Музыка действительно постоянно присутствует в стихах Бориса Рыжего, но не очень понятно, почему она должна нести ответственность за взваленный им на себя непосильный имидж. Сам Рыжий грешил на Пастернака:

Быть, быть как все – желанье Пастернака —
моей душой, которая чиста
была, владело полностью, однако
мне боком вышла чистая мечта.

У Пастернака это звучит так: Всю жизнь я быть хотел, как все. А максимальное приближение к реализации этого желания читается в его предвоенном стихотворении «На ранних поездах».

…В горячей духоте вагона
Я отдавался целиком
Порыву слабости врождённой
И всосанному с молоком.

Сквозь прошлого перипетии
И годы войн и нищеты
Я молча узнавал России
Неповторимые черты.

Превозмогая обожанье,
Я наблюдая, боготворя.
Здесь были бабы, слобожане,
Учащиеся, слесаря.

----------

* **Задание 1**:
Повторите без изменений записи, начиная со строки, в которой есть «Locate every instance of the front door», и заканчивая последней записью. Обе границы включаются.

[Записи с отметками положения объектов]
----------

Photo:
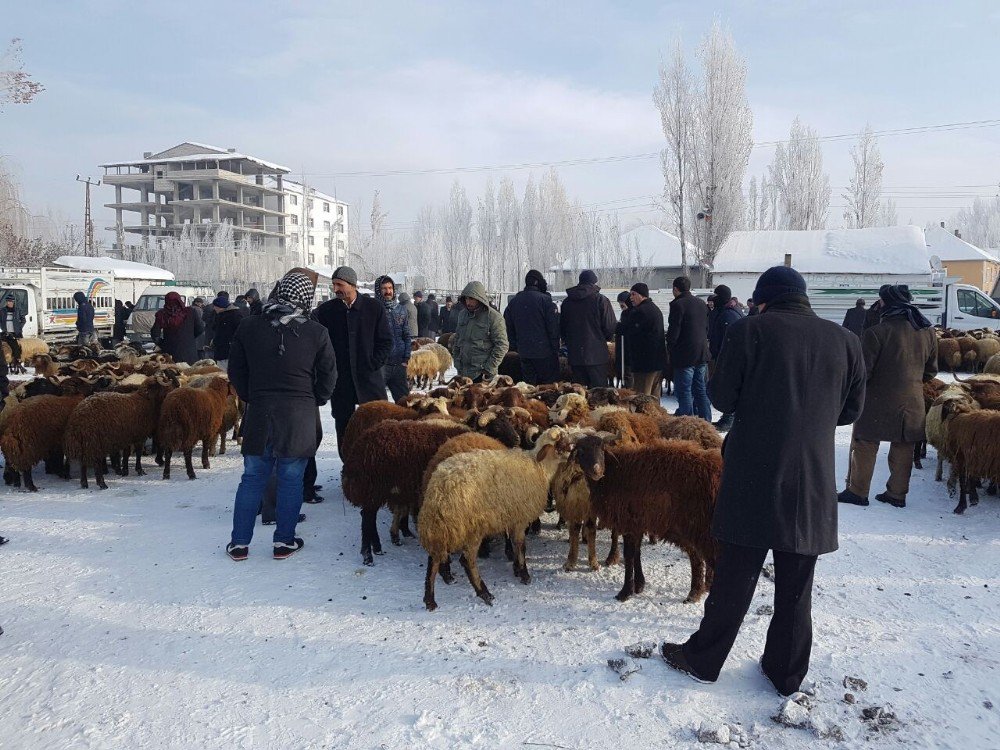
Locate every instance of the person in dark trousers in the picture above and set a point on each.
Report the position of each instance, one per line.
(587, 323)
(361, 340)
(85, 333)
(900, 356)
(448, 316)
(423, 315)
(227, 320)
(12, 320)
(282, 366)
(623, 357)
(435, 324)
(533, 330)
(854, 319)
(790, 378)
(176, 328)
(687, 345)
(726, 312)
(644, 341)
(394, 370)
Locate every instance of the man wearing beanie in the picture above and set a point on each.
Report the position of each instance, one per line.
(725, 312)
(533, 330)
(687, 343)
(790, 378)
(587, 323)
(361, 340)
(644, 342)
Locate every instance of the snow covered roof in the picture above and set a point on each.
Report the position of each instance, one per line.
(656, 249)
(897, 250)
(127, 269)
(948, 247)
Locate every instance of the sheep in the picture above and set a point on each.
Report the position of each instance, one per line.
(34, 431)
(666, 488)
(474, 495)
(386, 465)
(110, 423)
(189, 415)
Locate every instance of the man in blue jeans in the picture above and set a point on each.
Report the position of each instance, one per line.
(283, 367)
(687, 344)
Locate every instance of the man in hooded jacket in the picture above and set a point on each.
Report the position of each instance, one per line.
(480, 340)
(533, 330)
(587, 323)
(283, 368)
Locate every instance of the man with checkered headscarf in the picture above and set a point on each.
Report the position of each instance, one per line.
(282, 366)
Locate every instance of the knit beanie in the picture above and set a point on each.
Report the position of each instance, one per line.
(778, 281)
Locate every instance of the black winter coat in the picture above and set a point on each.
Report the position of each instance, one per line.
(532, 324)
(282, 391)
(180, 342)
(361, 342)
(644, 344)
(587, 323)
(687, 332)
(791, 378)
(226, 323)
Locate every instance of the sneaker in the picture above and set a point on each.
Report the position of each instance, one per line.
(851, 499)
(283, 549)
(884, 498)
(673, 655)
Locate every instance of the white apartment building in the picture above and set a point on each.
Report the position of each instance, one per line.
(316, 226)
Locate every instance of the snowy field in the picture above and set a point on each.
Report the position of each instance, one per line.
(126, 626)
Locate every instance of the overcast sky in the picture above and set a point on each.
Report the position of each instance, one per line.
(332, 87)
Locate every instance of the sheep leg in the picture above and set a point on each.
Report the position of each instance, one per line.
(574, 546)
(628, 588)
(468, 560)
(432, 571)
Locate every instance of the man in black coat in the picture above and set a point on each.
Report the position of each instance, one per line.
(687, 344)
(587, 323)
(282, 366)
(791, 378)
(644, 341)
(361, 340)
(533, 330)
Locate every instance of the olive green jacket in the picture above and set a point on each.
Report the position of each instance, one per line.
(480, 340)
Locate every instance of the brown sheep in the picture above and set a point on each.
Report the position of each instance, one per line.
(126, 421)
(190, 415)
(34, 431)
(666, 488)
(386, 465)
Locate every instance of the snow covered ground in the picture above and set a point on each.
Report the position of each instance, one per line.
(127, 627)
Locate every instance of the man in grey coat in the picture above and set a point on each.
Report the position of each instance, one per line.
(789, 378)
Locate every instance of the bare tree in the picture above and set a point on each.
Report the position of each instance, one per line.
(797, 173)
(863, 196)
(674, 97)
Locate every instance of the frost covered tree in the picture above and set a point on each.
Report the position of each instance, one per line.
(863, 197)
(797, 174)
(674, 98)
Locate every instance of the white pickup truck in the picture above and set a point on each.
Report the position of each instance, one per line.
(45, 296)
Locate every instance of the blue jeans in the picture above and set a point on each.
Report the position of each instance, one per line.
(692, 396)
(256, 471)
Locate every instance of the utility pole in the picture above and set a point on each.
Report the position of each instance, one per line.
(88, 224)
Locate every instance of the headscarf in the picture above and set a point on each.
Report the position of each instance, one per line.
(897, 302)
(172, 316)
(288, 305)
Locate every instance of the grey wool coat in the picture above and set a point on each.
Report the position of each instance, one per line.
(791, 378)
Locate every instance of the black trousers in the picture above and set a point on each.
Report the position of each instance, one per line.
(538, 371)
(789, 637)
(592, 376)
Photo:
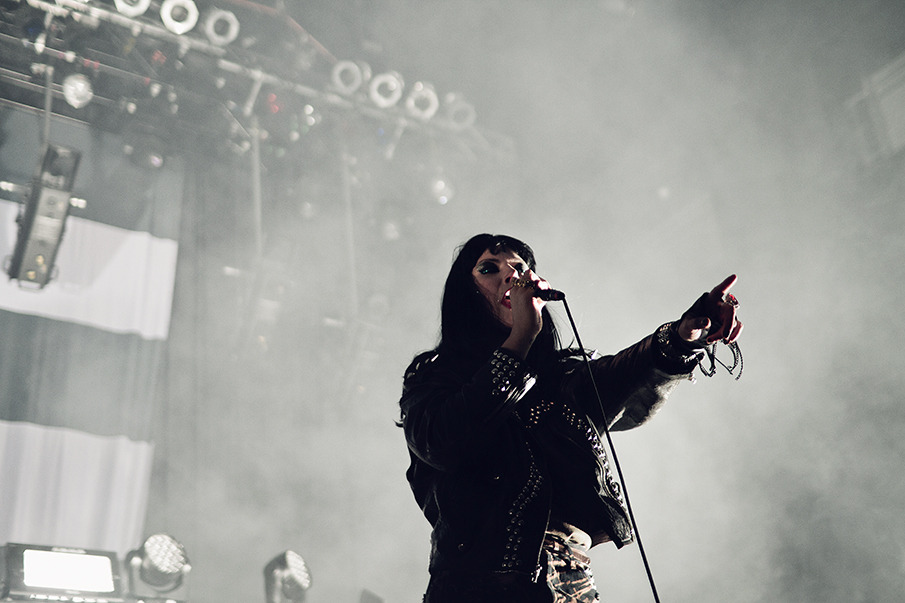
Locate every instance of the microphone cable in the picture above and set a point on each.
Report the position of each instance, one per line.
(609, 440)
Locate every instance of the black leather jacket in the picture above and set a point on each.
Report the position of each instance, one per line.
(495, 453)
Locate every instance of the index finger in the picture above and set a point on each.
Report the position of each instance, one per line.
(724, 287)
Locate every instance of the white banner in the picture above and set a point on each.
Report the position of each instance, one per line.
(107, 277)
(63, 487)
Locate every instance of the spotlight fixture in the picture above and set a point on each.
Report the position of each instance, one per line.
(158, 569)
(179, 16)
(385, 89)
(422, 102)
(43, 220)
(77, 90)
(51, 573)
(132, 8)
(286, 578)
(220, 26)
(348, 76)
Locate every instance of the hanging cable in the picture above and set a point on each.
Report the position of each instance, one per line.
(616, 464)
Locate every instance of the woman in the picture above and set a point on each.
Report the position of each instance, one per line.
(503, 430)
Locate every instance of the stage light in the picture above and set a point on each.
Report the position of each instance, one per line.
(77, 90)
(179, 16)
(347, 76)
(286, 578)
(132, 8)
(48, 573)
(43, 220)
(422, 102)
(220, 26)
(158, 569)
(385, 89)
(458, 112)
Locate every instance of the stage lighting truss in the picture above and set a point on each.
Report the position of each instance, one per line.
(286, 578)
(194, 53)
(179, 16)
(158, 569)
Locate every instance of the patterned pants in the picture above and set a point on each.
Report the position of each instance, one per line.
(564, 563)
(569, 567)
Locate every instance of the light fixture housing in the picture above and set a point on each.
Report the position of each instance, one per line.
(286, 578)
(220, 26)
(385, 89)
(179, 16)
(422, 102)
(51, 573)
(158, 569)
(77, 90)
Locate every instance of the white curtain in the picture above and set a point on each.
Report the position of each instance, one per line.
(64, 487)
(109, 278)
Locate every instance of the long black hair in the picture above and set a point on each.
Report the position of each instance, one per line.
(468, 327)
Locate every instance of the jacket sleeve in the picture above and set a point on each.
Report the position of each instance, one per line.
(445, 414)
(633, 384)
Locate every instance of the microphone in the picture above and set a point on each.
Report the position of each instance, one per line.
(549, 294)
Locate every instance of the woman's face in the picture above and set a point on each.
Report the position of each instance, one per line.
(494, 275)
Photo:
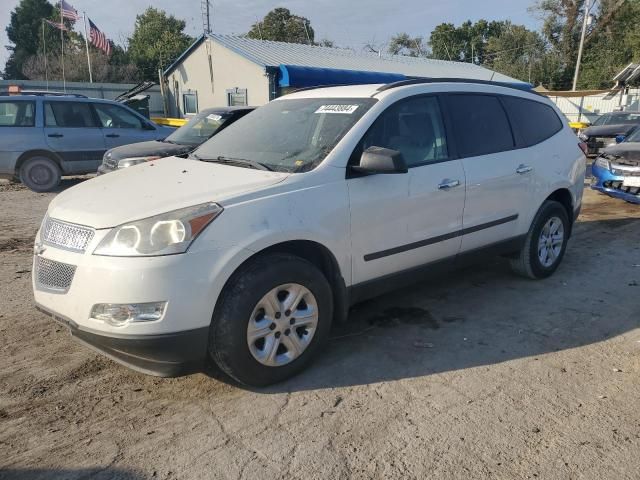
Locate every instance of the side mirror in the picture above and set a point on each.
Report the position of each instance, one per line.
(380, 160)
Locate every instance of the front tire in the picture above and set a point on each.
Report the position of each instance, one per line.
(545, 243)
(272, 318)
(40, 174)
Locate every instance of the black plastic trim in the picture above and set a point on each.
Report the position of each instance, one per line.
(395, 281)
(440, 238)
(164, 355)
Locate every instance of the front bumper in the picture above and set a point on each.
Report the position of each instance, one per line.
(606, 182)
(165, 355)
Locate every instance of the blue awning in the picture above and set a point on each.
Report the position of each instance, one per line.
(300, 77)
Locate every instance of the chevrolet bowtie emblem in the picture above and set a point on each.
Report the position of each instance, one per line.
(38, 249)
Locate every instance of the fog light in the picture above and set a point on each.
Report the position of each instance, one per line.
(119, 314)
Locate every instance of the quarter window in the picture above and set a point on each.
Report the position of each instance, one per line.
(480, 123)
(17, 114)
(112, 116)
(68, 115)
(533, 122)
(414, 128)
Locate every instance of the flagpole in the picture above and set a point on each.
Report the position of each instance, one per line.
(64, 81)
(86, 44)
(44, 48)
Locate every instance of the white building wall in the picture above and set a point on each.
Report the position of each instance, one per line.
(230, 71)
(591, 107)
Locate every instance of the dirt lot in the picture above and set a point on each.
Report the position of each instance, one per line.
(478, 375)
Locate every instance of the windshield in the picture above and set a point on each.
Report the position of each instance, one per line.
(634, 137)
(198, 129)
(621, 118)
(288, 135)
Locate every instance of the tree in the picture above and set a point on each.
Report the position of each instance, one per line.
(403, 44)
(280, 25)
(24, 32)
(156, 42)
(520, 53)
(466, 43)
(562, 26)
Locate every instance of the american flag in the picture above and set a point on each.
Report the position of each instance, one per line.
(59, 26)
(67, 11)
(99, 39)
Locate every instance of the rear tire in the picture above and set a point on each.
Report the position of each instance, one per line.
(40, 174)
(262, 301)
(545, 243)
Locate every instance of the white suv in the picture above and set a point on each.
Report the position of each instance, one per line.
(304, 207)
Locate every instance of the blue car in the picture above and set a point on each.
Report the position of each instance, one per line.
(45, 136)
(616, 172)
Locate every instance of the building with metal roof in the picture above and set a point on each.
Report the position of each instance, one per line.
(224, 70)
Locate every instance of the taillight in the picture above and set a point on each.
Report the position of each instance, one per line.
(583, 147)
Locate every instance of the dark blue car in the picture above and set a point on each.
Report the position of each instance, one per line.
(616, 171)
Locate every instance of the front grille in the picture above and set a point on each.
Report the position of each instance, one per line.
(54, 276)
(66, 235)
(617, 185)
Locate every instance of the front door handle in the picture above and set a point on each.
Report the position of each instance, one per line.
(447, 184)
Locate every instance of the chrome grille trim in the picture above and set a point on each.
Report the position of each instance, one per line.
(66, 235)
(53, 276)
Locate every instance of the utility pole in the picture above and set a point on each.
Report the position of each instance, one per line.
(585, 22)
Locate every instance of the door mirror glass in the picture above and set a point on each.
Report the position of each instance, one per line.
(381, 160)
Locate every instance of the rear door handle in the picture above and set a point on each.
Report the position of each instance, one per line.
(447, 184)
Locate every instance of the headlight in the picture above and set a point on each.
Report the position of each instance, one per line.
(130, 162)
(603, 163)
(165, 234)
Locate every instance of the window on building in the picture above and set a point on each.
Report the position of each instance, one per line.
(190, 103)
(237, 97)
(17, 114)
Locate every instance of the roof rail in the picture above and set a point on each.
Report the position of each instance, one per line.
(527, 87)
(42, 93)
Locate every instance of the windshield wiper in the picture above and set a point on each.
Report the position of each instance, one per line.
(241, 162)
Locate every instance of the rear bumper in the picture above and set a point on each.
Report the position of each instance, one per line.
(164, 355)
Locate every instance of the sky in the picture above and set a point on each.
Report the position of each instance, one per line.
(349, 23)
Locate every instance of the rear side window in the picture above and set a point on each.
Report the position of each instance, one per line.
(533, 122)
(68, 115)
(480, 123)
(17, 114)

----------

* **Задание 2**:
Ответьте на вопросы по фрагменту текста:
(а) На кого, по словам фрагмента, грешил сам Рыжий?
(б) Какой строкой это желание выражено у Пастернака?
(в) В каком стихотворении Пастернака читается максимальное приближение к реализации этого желания?

* **Ожидаемый ответ 1**:
Locate every instance of the front door handle in the picture above and set a point on each.
Report the position of each instance, one per line.
(447, 184)
Locate every instance of the chrome grille trim in the picture above and set a point on each.
Report the position of each instance, one per line.
(66, 235)
(53, 276)
Locate every instance of the utility pole in the picture above and set a point on each.
Report the position of each instance, one per line.
(585, 22)
Locate every instance of the door mirror glass in the picture above and set a point on each.
Report the position of each instance, one per line.
(381, 160)
Locate every instance of the rear door handle in the picture above and set a point on each.
Report the position of each instance, one per line.
(447, 184)
Locate every instance of the headlight in the picture above and set a point on each.
Report the position of each instance, one per line.
(130, 162)
(603, 163)
(165, 234)
Locate every instance of the window on building in the picture above and set a point on each.
Report the position of each instance, one per line.
(190, 103)
(237, 97)
(17, 114)
Locate every instance of the roof rail in the picture above and set a point on each.
Report the position of each instance, one per line.
(527, 87)
(42, 93)
Locate every instance of the windshield wiper in the picture above and set a point on each.
Report the position of each instance, one per line.
(241, 162)
Locate every instance of the rear bumper in the picture above and set a point on each.
Report the position of each instance, one per line.
(164, 355)
Locate every instance of the sky in the picture above and set a point on each.
Report the position of each instance, one per line.
(349, 23)
Locate every instance of the rear side window in the picture above and set a point on each.
Report the position of each instance, one per line.
(533, 122)
(68, 115)
(480, 123)
(17, 114)

* **Ожидаемый ответ 2**:
(а) На Пастернака.
(б) «Всю жизнь я быть хотел, как все».
(в) В предвоенном стихотворении «На ранних поездах».